SET TASK
Retype every one of the records below verbatim, including all coordinate pairs, and omit the pictures from your copy.

Examples of point labeling:
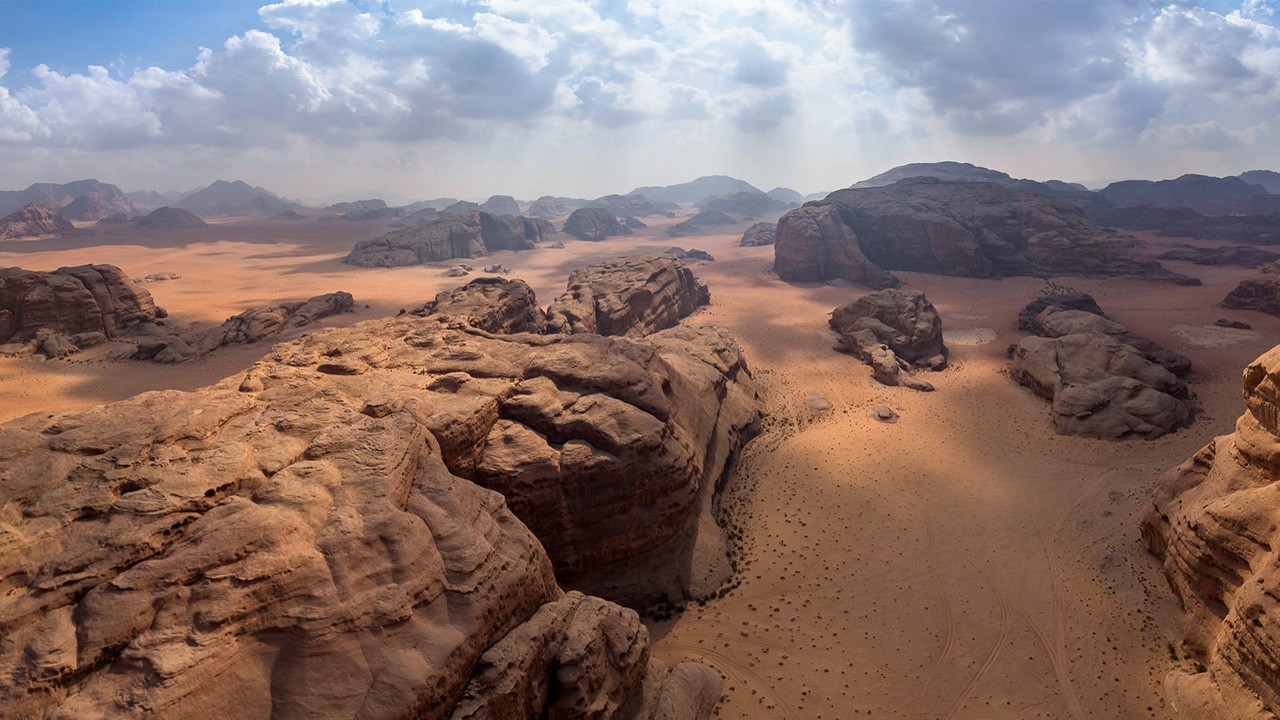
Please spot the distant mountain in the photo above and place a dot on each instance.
(1269, 180)
(233, 199)
(785, 195)
(1203, 194)
(695, 190)
(104, 197)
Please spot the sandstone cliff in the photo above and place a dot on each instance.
(1215, 523)
(301, 540)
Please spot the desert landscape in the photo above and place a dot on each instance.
(453, 361)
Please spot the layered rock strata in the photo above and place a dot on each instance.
(895, 332)
(1215, 523)
(952, 228)
(302, 538)
(1101, 379)
(629, 296)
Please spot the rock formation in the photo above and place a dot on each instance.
(33, 220)
(594, 224)
(1215, 524)
(1260, 292)
(68, 309)
(251, 326)
(954, 228)
(895, 332)
(759, 233)
(169, 218)
(629, 296)
(700, 223)
(305, 533)
(1101, 379)
(462, 236)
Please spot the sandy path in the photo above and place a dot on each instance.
(961, 563)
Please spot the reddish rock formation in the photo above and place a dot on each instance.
(33, 220)
(302, 533)
(251, 326)
(894, 331)
(1215, 523)
(594, 223)
(81, 305)
(462, 236)
(954, 228)
(627, 296)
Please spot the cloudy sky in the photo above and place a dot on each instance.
(470, 98)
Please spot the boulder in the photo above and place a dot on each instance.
(952, 228)
(1215, 524)
(251, 326)
(1101, 379)
(629, 296)
(759, 235)
(895, 332)
(594, 223)
(35, 220)
(461, 236)
(99, 300)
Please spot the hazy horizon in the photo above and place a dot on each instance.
(315, 98)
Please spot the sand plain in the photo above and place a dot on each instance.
(963, 561)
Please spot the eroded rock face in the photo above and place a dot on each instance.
(954, 228)
(251, 326)
(759, 233)
(85, 304)
(594, 224)
(33, 220)
(627, 296)
(301, 538)
(895, 332)
(461, 236)
(1101, 379)
(1215, 523)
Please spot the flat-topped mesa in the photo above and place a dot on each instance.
(895, 332)
(251, 326)
(951, 228)
(470, 235)
(627, 296)
(307, 527)
(60, 311)
(1215, 523)
(35, 220)
(1101, 379)
(594, 224)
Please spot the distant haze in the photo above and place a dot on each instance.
(567, 98)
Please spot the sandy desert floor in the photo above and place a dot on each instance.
(961, 563)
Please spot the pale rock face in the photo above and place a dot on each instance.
(627, 296)
(1215, 523)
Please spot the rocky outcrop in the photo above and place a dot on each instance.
(33, 220)
(952, 228)
(251, 326)
(627, 296)
(1215, 524)
(1101, 379)
(464, 236)
(68, 309)
(594, 224)
(1260, 292)
(744, 203)
(306, 533)
(759, 235)
(814, 244)
(1239, 255)
(895, 332)
(169, 218)
(700, 223)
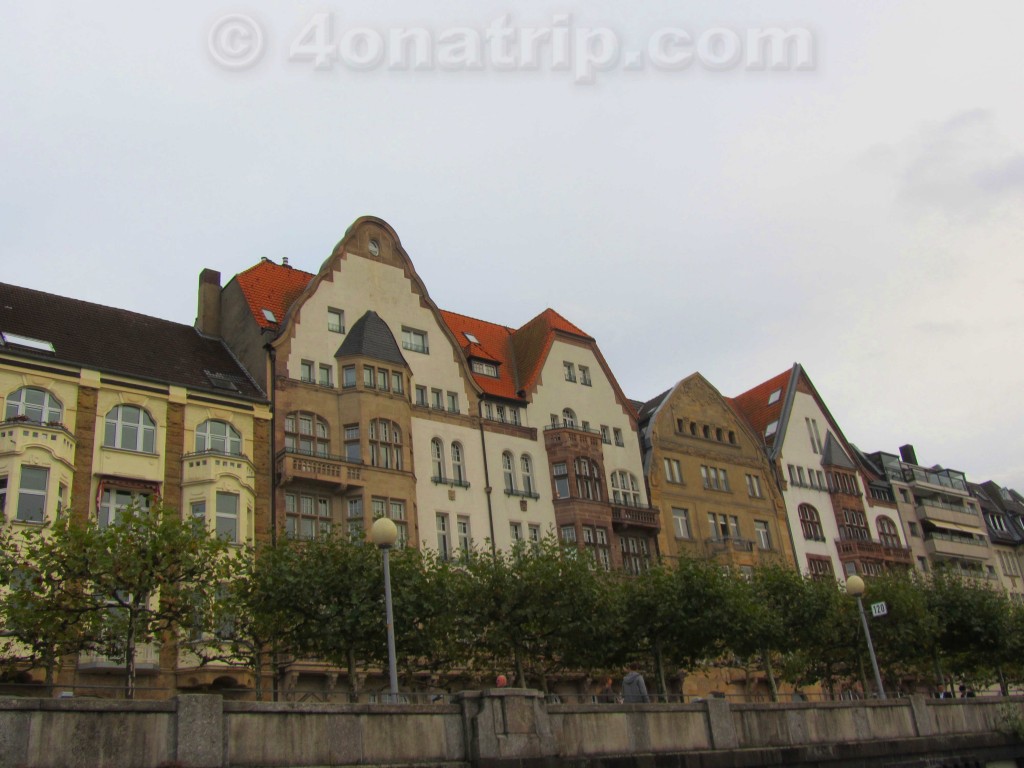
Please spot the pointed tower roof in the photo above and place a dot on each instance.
(370, 337)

WRITTEN REPLY
Please spot the distant mountain in the photo above and place a dot on each instance.
(1269, 180)
(233, 199)
(785, 195)
(1203, 194)
(695, 190)
(104, 197)
Please spot the sandstone cliff in the photo above and place a dot on each instance.
(1215, 523)
(301, 540)
Please spot the desert landscape in the photo above and place a dot on each instance.
(453, 361)
Please spot the layered rock strata in the photo above and place a dot on each instance.
(895, 332)
(1215, 523)
(952, 228)
(302, 538)
(1101, 379)
(629, 296)
Please spot the rock formation in the photo above and place a dot on each instance.
(33, 220)
(594, 224)
(1215, 524)
(1260, 292)
(68, 309)
(251, 326)
(954, 228)
(895, 332)
(759, 233)
(169, 218)
(629, 296)
(700, 223)
(305, 533)
(1101, 379)
(462, 236)
Please spot the sandy path in the photo above and place a dot on each instance.
(961, 563)
Please spot the reddish rock formation in the photo above and place a dot on each instance.
(33, 220)
(302, 533)
(251, 326)
(894, 331)
(1215, 523)
(594, 223)
(81, 305)
(462, 236)
(954, 228)
(627, 296)
Please spot the cloudy sky in the photo above and place a dot on each instance.
(470, 98)
Please spot the boulder in the photo above and place a dot on each instance.
(952, 228)
(1215, 524)
(251, 326)
(1101, 379)
(629, 296)
(759, 235)
(895, 332)
(594, 223)
(35, 220)
(461, 236)
(99, 300)
Please spot the hazy horizon in the photo above and place a dot on each instance.
(315, 98)
Please spot the sand plain in the photo above and place a dot on each instance.
(963, 561)
Please spot the eroded rock face in the photo above and place a dot on each instance.
(954, 228)
(251, 326)
(759, 233)
(85, 304)
(594, 224)
(33, 220)
(627, 296)
(301, 538)
(895, 332)
(461, 236)
(1101, 379)
(1215, 523)
Please spot the flat-topped mesa in the photo above and place a dot on each instance.
(895, 332)
(251, 326)
(951, 228)
(470, 235)
(627, 296)
(307, 527)
(60, 311)
(1215, 523)
(35, 220)
(1101, 379)
(594, 224)
Please spot the distant haze in the photo above and place a dot on each instance.
(567, 98)
Please spot the sandy desert floor in the photo above and place a dot on each instance.
(961, 563)
Please spot the pale rock face in the photo above and place a dot on each instance.
(627, 296)
(1215, 523)
Please spot the rocky outcrop in the photo above and place a dot on each instance.
(33, 220)
(952, 228)
(251, 326)
(627, 296)
(1215, 524)
(1101, 379)
(464, 236)
(68, 309)
(594, 224)
(1260, 292)
(744, 203)
(306, 533)
(759, 235)
(814, 244)
(1239, 255)
(895, 332)
(169, 218)
(700, 223)
Please spot the pointed tower roof in the photo above and place a dot on each instance.
(370, 337)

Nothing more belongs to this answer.